> [WHAT IS REQUIRED]: Produce a faithful copy of the data, one that leaves out the pictures.

Text-to-region grounding data:
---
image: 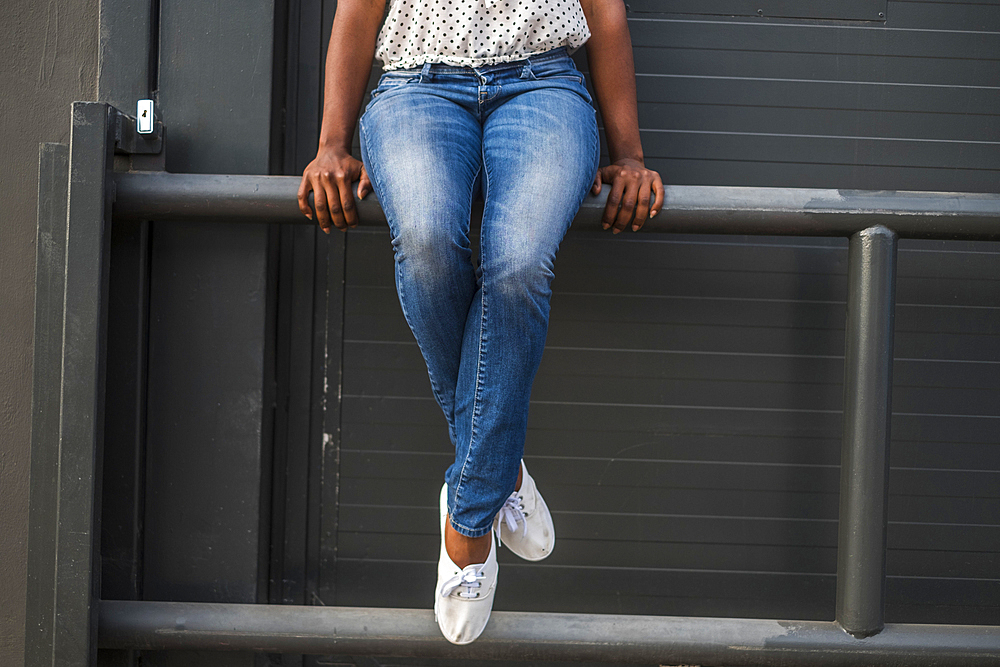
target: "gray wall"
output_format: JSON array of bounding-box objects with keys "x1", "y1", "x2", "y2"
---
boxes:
[
  {"x1": 333, "y1": 0, "x2": 1000, "y2": 627},
  {"x1": 0, "y1": 1, "x2": 100, "y2": 664}
]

> [YOUR SOLUTION]:
---
image: 
target: "gray wall"
output_format: JSON array of bounding-box objects with keys "x1", "y1", "x2", "y2"
---
boxes:
[
  {"x1": 333, "y1": 0, "x2": 1000, "y2": 627},
  {"x1": 0, "y1": 1, "x2": 100, "y2": 664}
]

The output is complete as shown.